→ READING PASSAGE:
══════════

I'm new to boost, and thought I'd try it out with some realistic deployment scenarios for the .dlls, so I used the following command to compile/install the libraries:

.\bjam install --layout=system variant=debug runtime-link=shared link=shared
--with-date_time --with-thread --with-regex --with-filesystem
--includedir=<my include directory> --libdir=<my bin directory> > installlog.txt

That seemed to work, but my simple program (taken right from the "Getting Started" page) fails:

#include <boost/regex.hpp>
#include <iostream>
#include <string>

// Place your functions after this line
int main()
{
    std::string line;
    boost::regex pat( "^Subject: (Re: |Aw: )*(.*)" );

    while (std::cin)
    {
        std::getline(std::cin, line);
        boost::smatch matches;
        if (boost::regex_match(line, matches, pat))

══════════

→ WRITTEN TASKS:
1) Do these statements agree with the Boost question above? For each, answer yes or no and quote the deciding words. (a) The libraries were built as a release variant. (b) The program comes from the "Getting Started" page. (c) The build output was sent to a file named installlog.txt.
2) Reproduce the part of the Boost question above that opens with the words containing "That seemed to" and closes with "while (std::cin)".

→ PROVIDED DATA:
══════════

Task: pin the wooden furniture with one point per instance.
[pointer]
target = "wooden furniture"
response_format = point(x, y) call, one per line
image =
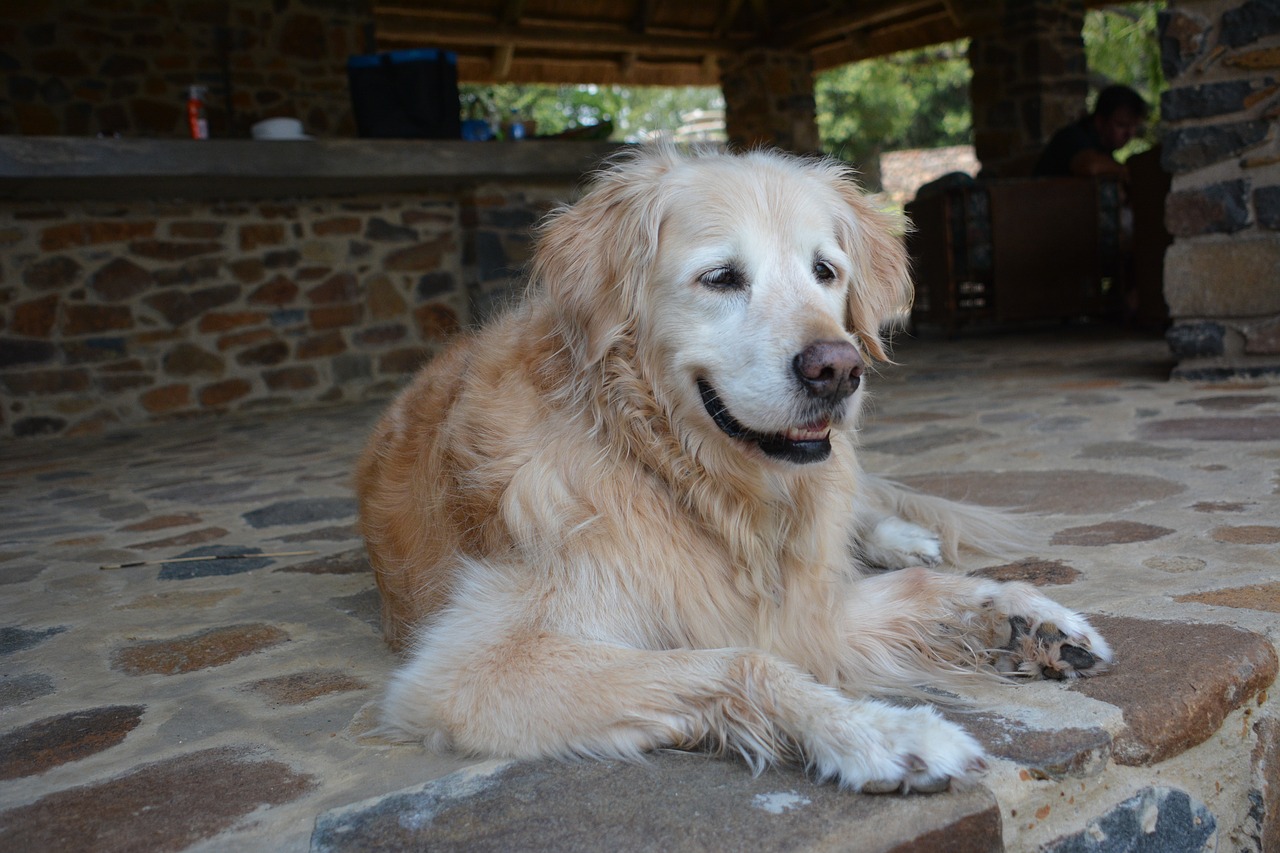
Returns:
point(1015, 251)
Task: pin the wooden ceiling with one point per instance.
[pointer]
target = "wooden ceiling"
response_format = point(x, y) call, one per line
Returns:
point(664, 42)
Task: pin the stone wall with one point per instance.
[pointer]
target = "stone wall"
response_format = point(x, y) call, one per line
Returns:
point(1029, 78)
point(124, 67)
point(768, 100)
point(1223, 146)
point(118, 313)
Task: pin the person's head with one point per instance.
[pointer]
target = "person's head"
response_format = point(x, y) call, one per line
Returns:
point(1119, 115)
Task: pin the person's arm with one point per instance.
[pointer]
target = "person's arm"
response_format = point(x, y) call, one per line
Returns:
point(1096, 164)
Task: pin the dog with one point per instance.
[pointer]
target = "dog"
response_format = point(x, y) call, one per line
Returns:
point(629, 514)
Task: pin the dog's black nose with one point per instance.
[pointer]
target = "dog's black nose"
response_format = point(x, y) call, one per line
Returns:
point(830, 369)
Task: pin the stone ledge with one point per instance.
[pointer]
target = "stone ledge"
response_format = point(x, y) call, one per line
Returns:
point(671, 802)
point(62, 168)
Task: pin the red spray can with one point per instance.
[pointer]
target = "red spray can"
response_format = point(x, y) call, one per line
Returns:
point(196, 113)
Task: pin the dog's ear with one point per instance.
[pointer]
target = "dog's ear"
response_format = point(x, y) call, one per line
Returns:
point(593, 256)
point(882, 288)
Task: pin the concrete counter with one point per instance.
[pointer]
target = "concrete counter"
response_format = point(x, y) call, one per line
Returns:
point(69, 168)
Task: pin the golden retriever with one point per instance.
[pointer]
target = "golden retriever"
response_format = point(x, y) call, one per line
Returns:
point(629, 514)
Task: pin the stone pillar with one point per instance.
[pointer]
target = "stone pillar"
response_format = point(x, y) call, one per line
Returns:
point(768, 100)
point(1221, 144)
point(1029, 80)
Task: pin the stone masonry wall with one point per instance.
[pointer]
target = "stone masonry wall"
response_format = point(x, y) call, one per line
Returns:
point(124, 67)
point(1029, 78)
point(1223, 146)
point(118, 313)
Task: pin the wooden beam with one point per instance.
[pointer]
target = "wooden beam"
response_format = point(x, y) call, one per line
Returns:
point(502, 56)
point(858, 17)
point(394, 26)
point(726, 18)
point(511, 13)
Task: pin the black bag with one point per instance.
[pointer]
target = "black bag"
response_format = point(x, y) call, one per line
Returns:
point(406, 95)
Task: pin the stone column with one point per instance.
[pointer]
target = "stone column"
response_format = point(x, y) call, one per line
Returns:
point(768, 100)
point(1029, 80)
point(1221, 144)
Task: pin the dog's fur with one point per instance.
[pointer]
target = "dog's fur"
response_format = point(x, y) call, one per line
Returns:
point(621, 516)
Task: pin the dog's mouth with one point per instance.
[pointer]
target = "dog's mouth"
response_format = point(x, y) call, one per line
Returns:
point(800, 445)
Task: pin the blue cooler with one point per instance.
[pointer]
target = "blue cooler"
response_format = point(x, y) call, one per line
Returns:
point(406, 95)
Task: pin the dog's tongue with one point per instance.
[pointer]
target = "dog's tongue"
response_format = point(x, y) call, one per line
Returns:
point(814, 432)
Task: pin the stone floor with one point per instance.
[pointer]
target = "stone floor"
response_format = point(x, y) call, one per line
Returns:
point(225, 705)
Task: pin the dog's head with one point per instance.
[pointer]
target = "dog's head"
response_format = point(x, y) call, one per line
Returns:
point(755, 284)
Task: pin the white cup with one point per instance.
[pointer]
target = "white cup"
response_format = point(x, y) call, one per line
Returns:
point(279, 128)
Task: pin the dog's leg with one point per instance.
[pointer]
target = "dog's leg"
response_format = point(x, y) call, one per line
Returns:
point(919, 620)
point(894, 543)
point(483, 687)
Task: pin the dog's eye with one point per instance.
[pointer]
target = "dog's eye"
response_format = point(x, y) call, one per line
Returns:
point(723, 278)
point(824, 272)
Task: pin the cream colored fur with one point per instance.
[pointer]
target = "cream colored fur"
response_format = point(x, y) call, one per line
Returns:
point(579, 561)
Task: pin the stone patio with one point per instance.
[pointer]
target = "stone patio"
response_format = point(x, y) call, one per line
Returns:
point(227, 705)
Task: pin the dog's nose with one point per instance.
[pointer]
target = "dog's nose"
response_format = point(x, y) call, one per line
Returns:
point(830, 369)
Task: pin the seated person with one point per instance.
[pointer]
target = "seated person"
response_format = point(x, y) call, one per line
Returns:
point(1086, 147)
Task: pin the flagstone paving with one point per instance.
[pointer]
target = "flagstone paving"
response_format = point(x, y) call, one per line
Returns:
point(231, 703)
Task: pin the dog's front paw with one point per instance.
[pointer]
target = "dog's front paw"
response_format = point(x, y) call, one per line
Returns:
point(1047, 651)
point(886, 749)
point(1045, 638)
point(895, 543)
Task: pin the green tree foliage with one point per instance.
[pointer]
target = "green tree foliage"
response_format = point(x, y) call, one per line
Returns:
point(636, 112)
point(910, 100)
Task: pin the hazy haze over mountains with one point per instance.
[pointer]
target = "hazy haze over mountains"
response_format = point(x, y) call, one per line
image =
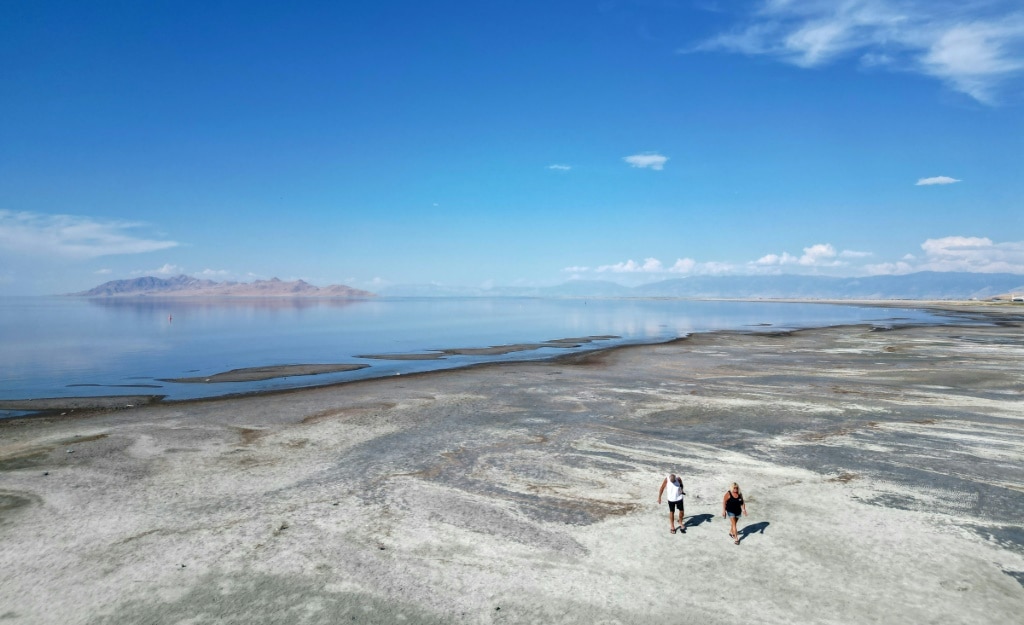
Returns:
point(923, 285)
point(185, 286)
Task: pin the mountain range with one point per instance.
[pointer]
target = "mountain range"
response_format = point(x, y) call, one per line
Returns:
point(923, 285)
point(186, 286)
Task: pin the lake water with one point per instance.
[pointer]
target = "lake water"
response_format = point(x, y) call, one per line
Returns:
point(59, 347)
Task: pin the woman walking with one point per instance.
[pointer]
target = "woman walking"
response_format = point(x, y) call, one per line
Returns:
point(732, 505)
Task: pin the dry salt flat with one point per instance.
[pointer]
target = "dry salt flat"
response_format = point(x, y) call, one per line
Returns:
point(883, 468)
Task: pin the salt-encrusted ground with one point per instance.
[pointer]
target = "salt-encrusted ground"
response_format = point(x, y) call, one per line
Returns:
point(884, 472)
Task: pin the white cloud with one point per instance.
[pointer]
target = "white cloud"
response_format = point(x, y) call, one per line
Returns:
point(974, 254)
point(72, 237)
point(166, 269)
point(647, 161)
point(776, 259)
point(649, 265)
point(211, 274)
point(854, 254)
point(683, 265)
point(889, 268)
point(936, 180)
point(974, 46)
point(819, 254)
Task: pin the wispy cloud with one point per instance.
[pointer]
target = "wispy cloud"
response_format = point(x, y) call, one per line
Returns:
point(166, 269)
point(648, 160)
point(818, 255)
point(654, 266)
point(974, 46)
point(649, 265)
point(72, 237)
point(975, 254)
point(936, 180)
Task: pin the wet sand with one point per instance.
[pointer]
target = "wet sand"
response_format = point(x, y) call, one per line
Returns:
point(884, 472)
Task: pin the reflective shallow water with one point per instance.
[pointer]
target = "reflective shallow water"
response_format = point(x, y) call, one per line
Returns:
point(59, 347)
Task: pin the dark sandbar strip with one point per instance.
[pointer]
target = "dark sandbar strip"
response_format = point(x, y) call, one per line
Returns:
point(104, 403)
point(560, 343)
point(255, 374)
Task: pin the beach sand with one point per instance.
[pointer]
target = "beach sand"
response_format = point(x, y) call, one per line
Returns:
point(883, 469)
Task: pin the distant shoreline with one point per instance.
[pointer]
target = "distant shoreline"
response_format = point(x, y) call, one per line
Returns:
point(77, 406)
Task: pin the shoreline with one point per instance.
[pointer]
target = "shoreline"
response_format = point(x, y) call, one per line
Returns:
point(57, 406)
point(529, 487)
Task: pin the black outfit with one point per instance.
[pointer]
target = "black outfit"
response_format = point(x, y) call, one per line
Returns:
point(734, 505)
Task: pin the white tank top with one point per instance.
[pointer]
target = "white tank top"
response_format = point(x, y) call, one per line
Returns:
point(674, 491)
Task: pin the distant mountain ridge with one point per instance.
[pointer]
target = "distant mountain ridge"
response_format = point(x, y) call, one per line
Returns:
point(186, 286)
point(923, 285)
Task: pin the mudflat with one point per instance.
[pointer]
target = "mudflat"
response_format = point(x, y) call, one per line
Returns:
point(883, 470)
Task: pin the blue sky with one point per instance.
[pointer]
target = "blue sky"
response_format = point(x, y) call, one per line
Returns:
point(507, 142)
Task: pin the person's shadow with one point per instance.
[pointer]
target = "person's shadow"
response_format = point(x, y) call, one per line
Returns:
point(697, 519)
point(758, 528)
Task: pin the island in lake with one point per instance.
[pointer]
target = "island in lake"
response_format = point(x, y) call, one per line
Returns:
point(186, 286)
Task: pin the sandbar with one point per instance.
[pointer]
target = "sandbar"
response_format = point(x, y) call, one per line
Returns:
point(255, 374)
point(561, 343)
point(884, 474)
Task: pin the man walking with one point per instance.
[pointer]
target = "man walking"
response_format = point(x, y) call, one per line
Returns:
point(674, 484)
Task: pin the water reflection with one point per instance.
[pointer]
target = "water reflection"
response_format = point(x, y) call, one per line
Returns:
point(157, 305)
point(67, 346)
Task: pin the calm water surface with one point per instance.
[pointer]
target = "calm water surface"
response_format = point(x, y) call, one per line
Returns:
point(54, 347)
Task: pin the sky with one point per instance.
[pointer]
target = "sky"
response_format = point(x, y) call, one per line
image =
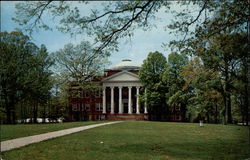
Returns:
point(136, 48)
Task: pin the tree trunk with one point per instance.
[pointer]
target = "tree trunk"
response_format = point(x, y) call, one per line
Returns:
point(44, 113)
point(227, 93)
point(35, 112)
point(216, 113)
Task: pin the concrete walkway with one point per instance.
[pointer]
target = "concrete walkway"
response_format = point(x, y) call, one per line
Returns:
point(19, 142)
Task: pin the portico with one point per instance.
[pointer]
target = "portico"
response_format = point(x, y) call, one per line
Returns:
point(121, 94)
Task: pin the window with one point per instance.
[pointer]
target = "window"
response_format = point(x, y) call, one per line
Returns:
point(74, 107)
point(178, 117)
point(177, 108)
point(98, 107)
point(98, 93)
point(98, 117)
point(86, 94)
point(87, 107)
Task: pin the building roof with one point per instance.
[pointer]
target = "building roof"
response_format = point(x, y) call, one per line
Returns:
point(126, 64)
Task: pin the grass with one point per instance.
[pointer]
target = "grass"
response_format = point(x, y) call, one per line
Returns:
point(143, 140)
point(22, 130)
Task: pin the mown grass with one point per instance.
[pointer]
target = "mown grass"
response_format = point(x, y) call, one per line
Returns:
point(143, 141)
point(22, 130)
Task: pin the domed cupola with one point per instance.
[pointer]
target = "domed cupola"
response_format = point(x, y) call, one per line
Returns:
point(126, 64)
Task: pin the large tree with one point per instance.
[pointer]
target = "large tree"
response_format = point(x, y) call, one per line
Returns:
point(150, 75)
point(173, 80)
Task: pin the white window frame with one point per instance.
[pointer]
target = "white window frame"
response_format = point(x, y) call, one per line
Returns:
point(74, 107)
point(87, 107)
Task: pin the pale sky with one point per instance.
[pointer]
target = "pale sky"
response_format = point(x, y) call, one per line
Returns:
point(135, 49)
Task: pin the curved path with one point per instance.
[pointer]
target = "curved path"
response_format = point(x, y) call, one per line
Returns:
point(19, 142)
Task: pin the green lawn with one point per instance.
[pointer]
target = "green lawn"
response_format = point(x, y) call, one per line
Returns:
point(142, 140)
point(22, 130)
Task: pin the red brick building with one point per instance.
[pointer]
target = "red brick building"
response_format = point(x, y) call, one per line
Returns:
point(115, 98)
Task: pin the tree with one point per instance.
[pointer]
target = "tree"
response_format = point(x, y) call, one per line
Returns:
point(79, 63)
point(150, 75)
point(24, 72)
point(204, 88)
point(78, 66)
point(174, 81)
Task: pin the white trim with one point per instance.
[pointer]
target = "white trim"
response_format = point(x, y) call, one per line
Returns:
point(120, 73)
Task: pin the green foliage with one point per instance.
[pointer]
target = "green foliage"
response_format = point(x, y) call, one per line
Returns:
point(25, 74)
point(151, 140)
point(150, 76)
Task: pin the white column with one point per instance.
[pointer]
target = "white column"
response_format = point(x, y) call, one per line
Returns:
point(112, 100)
point(104, 100)
point(137, 100)
point(120, 99)
point(129, 100)
point(145, 104)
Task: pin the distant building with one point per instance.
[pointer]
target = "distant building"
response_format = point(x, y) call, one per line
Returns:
point(117, 97)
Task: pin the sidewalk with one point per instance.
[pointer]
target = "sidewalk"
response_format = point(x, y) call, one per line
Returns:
point(19, 142)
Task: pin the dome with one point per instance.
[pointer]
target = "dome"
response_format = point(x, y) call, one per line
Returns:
point(126, 64)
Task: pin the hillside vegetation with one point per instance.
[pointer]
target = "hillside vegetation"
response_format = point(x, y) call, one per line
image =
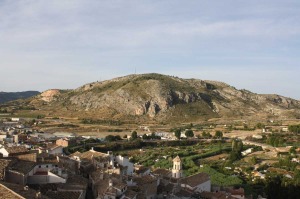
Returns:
point(162, 98)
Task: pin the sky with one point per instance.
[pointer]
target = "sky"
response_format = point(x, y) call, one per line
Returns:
point(253, 45)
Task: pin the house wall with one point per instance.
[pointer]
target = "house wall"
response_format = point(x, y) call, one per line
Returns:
point(4, 152)
point(14, 177)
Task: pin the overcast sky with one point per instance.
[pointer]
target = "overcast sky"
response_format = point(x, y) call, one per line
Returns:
point(64, 44)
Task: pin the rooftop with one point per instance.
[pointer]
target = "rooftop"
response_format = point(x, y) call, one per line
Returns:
point(64, 194)
point(23, 167)
point(16, 149)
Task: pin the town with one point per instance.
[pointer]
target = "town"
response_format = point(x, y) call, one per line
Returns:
point(211, 161)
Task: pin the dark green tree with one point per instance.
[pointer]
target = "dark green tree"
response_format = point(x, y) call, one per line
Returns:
point(134, 135)
point(189, 133)
point(177, 133)
point(219, 134)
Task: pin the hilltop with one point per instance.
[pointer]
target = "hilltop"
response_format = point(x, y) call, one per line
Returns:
point(162, 98)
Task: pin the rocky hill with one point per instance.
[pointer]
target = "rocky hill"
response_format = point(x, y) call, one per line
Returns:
point(159, 98)
point(10, 96)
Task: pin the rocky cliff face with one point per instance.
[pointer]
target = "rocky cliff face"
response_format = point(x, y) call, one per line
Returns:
point(156, 95)
point(49, 95)
point(10, 96)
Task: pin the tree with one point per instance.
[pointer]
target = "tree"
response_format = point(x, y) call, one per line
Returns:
point(260, 126)
point(189, 133)
point(293, 150)
point(134, 135)
point(145, 137)
point(237, 147)
point(206, 134)
point(219, 134)
point(177, 133)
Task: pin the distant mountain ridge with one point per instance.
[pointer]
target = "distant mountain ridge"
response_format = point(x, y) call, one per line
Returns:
point(10, 96)
point(162, 98)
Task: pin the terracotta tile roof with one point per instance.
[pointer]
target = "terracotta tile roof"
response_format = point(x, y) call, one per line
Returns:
point(184, 193)
point(77, 179)
point(23, 167)
point(95, 175)
point(196, 179)
point(52, 146)
point(162, 172)
point(64, 194)
point(4, 163)
point(141, 170)
point(144, 180)
point(129, 194)
point(211, 195)
point(16, 149)
point(165, 188)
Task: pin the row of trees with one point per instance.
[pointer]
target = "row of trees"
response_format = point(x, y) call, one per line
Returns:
point(294, 128)
point(188, 133)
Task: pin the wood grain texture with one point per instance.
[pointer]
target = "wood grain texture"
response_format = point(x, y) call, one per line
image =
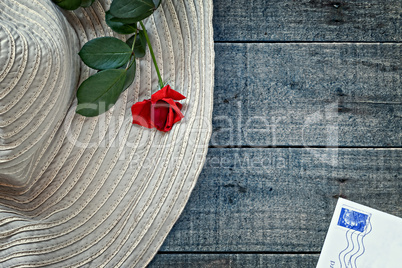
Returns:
point(308, 95)
point(307, 20)
point(280, 200)
point(234, 260)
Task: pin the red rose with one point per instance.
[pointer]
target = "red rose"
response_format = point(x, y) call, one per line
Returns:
point(161, 111)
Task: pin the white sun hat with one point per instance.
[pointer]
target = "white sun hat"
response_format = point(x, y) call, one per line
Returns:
point(95, 192)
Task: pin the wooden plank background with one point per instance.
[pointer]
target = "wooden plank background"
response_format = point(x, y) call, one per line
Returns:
point(307, 108)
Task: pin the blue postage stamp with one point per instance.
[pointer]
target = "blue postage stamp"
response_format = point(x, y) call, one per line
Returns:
point(352, 219)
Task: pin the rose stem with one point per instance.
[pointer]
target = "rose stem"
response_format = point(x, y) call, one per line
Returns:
point(132, 53)
point(152, 54)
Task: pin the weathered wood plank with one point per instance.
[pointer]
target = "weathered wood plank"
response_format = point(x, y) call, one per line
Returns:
point(234, 260)
point(307, 20)
point(282, 199)
point(308, 95)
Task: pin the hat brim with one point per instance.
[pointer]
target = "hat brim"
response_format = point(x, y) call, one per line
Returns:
point(111, 191)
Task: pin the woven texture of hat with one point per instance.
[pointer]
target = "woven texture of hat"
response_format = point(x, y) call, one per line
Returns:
point(95, 192)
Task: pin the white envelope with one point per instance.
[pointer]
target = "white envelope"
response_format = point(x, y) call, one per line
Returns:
point(362, 237)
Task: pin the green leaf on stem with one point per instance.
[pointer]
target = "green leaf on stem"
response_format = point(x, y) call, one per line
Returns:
point(132, 9)
point(130, 75)
point(120, 27)
point(100, 92)
point(87, 3)
point(68, 4)
point(105, 53)
point(140, 44)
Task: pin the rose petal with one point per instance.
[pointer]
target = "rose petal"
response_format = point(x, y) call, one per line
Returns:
point(160, 113)
point(166, 92)
point(141, 112)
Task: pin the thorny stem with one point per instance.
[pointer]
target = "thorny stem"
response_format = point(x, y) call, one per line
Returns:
point(152, 55)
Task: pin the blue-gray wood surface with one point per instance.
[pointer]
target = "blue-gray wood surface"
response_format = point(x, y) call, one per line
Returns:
point(307, 109)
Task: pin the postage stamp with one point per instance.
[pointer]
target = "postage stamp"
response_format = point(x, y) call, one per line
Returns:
point(352, 219)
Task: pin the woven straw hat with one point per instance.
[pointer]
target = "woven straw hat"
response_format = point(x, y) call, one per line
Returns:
point(95, 192)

══════════

→ TASK ANSWERS:
1)
(a) No: "variant=debug"
(b) Yes: "taken right from the "Getting Started" page"
(c) Yes: "> installlog.txt"

2)
That seemed to work, but my simple program (taken right from the "Getting Started" page) fails:

#include <boost/regex.hpp>
#include <iostream>
#include <string>

// Place your functions after this line
int main()
{
    std::string line;
    boost::regex pat( "^Subject: (Re: |Aw: )*(.*)" );

    while (std::cin)